### YOUR OBJECTIVE
Locate each line in the entries below that contains the string "building", and copy those lines out in full.
·····
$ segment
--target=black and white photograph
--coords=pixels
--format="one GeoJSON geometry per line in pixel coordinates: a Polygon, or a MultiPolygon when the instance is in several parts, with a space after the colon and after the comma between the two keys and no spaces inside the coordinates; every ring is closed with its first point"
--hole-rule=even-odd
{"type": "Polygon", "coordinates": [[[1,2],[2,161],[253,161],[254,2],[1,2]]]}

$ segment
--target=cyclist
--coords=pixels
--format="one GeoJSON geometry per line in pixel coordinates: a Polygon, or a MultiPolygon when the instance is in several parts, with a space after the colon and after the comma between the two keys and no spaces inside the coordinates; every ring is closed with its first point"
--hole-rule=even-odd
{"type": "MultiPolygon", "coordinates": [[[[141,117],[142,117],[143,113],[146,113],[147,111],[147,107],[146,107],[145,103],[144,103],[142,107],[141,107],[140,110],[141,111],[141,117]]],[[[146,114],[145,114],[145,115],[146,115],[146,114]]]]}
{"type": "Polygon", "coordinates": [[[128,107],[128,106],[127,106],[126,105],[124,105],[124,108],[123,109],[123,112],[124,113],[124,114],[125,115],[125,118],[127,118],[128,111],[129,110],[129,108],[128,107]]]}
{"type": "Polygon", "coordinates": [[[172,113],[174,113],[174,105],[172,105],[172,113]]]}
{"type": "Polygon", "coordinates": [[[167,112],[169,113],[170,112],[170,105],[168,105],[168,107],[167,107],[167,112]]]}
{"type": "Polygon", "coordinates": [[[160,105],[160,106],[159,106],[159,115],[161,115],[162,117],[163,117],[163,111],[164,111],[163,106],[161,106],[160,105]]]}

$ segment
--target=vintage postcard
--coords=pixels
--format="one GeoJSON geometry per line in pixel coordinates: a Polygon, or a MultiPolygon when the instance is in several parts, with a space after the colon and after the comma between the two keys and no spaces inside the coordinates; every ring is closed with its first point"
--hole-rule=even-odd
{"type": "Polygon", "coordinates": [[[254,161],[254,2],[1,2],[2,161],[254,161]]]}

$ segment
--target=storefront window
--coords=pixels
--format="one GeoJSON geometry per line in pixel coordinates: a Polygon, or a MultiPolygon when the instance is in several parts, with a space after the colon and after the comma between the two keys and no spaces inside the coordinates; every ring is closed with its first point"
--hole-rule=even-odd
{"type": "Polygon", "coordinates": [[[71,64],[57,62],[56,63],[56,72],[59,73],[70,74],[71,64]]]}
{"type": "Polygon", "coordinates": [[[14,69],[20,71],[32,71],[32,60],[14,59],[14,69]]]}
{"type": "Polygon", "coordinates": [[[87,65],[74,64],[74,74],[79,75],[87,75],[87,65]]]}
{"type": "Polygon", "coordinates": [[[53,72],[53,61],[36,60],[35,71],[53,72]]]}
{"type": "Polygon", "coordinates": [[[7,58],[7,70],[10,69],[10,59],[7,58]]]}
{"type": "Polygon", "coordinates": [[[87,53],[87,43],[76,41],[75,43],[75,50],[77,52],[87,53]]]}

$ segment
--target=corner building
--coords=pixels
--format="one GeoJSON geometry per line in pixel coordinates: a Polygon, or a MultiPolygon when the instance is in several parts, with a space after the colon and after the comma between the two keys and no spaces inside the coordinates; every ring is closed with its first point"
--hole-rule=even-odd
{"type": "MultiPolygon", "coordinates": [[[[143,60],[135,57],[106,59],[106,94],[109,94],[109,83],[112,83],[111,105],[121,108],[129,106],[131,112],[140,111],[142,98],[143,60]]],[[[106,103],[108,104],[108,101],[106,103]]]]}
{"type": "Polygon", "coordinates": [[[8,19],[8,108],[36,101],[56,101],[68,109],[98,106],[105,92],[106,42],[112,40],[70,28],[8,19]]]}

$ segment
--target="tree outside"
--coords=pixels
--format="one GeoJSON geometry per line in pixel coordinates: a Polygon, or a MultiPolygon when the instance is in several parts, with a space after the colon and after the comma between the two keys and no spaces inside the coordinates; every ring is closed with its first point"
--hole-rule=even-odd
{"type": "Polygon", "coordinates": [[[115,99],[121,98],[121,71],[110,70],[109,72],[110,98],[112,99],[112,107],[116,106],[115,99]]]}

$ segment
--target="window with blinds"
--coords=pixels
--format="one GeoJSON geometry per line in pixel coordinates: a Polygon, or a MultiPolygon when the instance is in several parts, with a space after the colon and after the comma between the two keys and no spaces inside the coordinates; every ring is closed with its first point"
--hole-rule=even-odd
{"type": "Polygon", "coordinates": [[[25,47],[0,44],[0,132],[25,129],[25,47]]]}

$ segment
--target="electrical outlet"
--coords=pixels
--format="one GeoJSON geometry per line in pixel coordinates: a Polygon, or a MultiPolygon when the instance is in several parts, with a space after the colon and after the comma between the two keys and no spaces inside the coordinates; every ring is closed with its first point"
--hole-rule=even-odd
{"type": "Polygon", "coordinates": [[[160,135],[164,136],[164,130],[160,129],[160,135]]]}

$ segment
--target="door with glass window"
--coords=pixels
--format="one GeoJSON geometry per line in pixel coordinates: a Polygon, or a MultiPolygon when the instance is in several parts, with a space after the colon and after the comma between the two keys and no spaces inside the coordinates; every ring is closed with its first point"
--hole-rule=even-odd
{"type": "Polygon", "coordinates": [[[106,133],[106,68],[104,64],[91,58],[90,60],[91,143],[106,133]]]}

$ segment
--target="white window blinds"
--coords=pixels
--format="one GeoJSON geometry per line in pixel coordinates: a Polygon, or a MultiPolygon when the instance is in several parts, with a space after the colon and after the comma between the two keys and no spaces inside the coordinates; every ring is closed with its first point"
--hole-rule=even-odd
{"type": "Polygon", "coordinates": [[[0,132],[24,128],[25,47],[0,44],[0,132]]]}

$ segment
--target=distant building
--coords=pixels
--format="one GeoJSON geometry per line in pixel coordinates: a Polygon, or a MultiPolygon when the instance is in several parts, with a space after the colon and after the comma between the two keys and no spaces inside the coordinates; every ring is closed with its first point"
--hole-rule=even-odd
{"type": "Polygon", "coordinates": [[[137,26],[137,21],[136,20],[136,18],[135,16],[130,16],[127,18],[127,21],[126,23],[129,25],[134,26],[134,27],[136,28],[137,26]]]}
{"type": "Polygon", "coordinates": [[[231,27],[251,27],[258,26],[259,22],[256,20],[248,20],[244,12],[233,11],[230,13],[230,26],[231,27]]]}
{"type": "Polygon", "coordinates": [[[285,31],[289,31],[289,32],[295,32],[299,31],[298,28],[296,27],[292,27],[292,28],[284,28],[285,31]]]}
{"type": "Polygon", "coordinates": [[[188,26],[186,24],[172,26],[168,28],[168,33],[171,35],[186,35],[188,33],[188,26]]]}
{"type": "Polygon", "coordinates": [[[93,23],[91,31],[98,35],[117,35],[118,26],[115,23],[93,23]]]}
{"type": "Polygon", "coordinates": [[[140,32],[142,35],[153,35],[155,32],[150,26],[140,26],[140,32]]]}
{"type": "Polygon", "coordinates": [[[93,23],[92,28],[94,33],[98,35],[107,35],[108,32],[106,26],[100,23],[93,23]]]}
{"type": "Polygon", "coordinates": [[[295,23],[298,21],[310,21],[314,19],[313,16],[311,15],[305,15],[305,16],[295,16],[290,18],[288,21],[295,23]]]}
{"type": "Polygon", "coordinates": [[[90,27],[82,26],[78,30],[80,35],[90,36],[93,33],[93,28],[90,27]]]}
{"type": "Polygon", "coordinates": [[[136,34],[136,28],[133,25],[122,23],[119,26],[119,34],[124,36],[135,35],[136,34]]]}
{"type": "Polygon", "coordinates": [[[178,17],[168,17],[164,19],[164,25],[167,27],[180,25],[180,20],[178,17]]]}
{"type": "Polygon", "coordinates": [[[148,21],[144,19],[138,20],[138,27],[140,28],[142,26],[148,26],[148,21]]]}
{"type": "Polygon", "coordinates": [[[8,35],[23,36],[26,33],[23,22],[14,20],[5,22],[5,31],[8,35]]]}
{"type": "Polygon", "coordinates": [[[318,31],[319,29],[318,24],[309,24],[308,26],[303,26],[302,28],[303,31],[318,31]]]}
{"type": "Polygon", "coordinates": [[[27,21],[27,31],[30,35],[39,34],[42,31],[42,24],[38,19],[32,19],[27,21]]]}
·····
### ANSWER TO THE TASK
--target=corner building
--target=distant building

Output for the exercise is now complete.